Music Reviews

Sounds to Soothe a Nervous Robot

Various Artists

Festival Of Failure Records

With a swank, looped “Hello” followed by the sound of a car-crash, this CD compilation, Sounds to Soothe a Nervous Robot begins its VERY strange journey through the creations of 13 artists. If you have no patience for “exploring” the well-beaten paths of industry-supported musical expression, then find this orange-faced little CD, make yourself a fine afternoon cocktail, and enter these bizarre, alternate dimensions. I’ll give you a little preview tour, so step right this way!

Data shown:
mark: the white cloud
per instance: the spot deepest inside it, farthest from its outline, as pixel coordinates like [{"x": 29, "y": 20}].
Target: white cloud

Jobs:
a - According to the review of Sounds to Soothe a Nervous Robot, how many artists' creations does the compilation hold?
b - Please resume the review of Sounds to Soothe a Nervous Robot from its last sentence, keeping the same playful voice.

Answers for the tasks:
a - 13

b -
Vostok: C.R.’s “Pink Witch (White Witch)” starts the adventure with a synth-drone and some wave-form under-currents: the name Vostok is appropriate to me because I can imagine some dreamy, vast ice-field within this piece. The next piece, by Niminauh II, enters the realm of the synthesized nightmare, a fun place for some (like myself); it’s a very brief piece and leads to an apparent live “Mother and the Bird Machine” from Dixie Blood Mustache – it’s a work of music you’ll have to hear: “the communication of cybernetic animals in a wilderness vortex” is a close as I can come to “nailing” this one down. Attempting to objectively explain all this stuff is basically folly; the pieces exist wholly within their own realms, although the “feel” of this entire CD is well realized

Despite any simple, cliched “Zen” explanations, we now enter the realm of Danny Thomas. What? “W-Noise” is more of the drony work, this time it’s understated and very ethereal. Oh look, we’re now at Heckinah Degul’s “Born in the Same Dress” which has that morning-after-hangover with possible-clairaudience-noise-of-the-world-quasi-illuminated quality to it. Nice, but you’ll have to understand. Anyway, in this zone we find The Butterfield 8 Project’s build-up of obscure atmospherics and seemingly occultic chant, followed by some “Excerpts From The Day of the Dead Sessions” from the Medaglia D’oro Orchestra: a group that sounds big on CD, but gigantic live. The indeterminate and underlying chaos in most of these “songs” forgoes any but the most esoteric contemplations.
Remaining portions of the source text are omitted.